• _WHAT IS EXPECTED_: Your answer should be the records, copied exactly, with the pictures removed.

[Referring expression data]
"""

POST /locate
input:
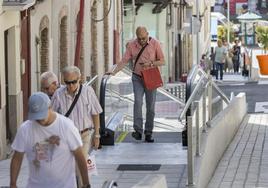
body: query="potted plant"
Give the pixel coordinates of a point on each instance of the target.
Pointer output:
(262, 37)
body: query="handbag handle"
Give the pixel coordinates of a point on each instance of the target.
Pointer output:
(140, 52)
(74, 102)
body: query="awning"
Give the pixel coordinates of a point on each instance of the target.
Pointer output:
(190, 2)
(248, 17)
(17, 5)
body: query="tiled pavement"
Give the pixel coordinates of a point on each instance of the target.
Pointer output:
(245, 162)
(171, 156)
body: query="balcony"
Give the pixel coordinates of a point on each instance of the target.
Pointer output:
(159, 5)
(17, 5)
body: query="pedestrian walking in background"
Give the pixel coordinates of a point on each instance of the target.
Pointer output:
(85, 111)
(228, 65)
(236, 50)
(152, 55)
(49, 83)
(220, 57)
(52, 144)
(203, 64)
(212, 67)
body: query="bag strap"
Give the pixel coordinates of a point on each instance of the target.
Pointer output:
(140, 52)
(74, 102)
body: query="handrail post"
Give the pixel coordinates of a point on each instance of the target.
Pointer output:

"""

• _TASK OUTPUT_:
POST /locate
input:
body: query="potted plant"
Give the pixel coordinates of a point on each instance of the target.
Pointer output:
(262, 37)
body: query="handbag handle"
Give the pixel coordinates of a point on each instance of the target.
Pointer output:
(140, 52)
(74, 102)
body: query="awning"
Give the pixel coordinates of a point on each instance of the target.
Pointer output:
(190, 2)
(248, 17)
(17, 5)
body: query="tiled pavement"
Give the pixel coordinates of a point on each instance of the target.
Pointer output:
(245, 162)
(171, 156)
body: query="balcony"
Give the pixel coordinates of a point on each instance of the target.
Pointer output:
(159, 5)
(17, 5)
body: query="pedestrian walking in background"
Give the pixel coordinates of a point on each instance of the target.
Pointer output:
(85, 111)
(228, 65)
(236, 50)
(152, 55)
(49, 83)
(220, 57)
(52, 144)
(203, 64)
(212, 67)
body: query="bag strap"
Give the pixel coordinates of a point on each instance of the target.
Pointer output:
(140, 52)
(74, 102)
body: query="handrail post"
Give the pixel coordinates of a point on each instance of the target.
Pointer output:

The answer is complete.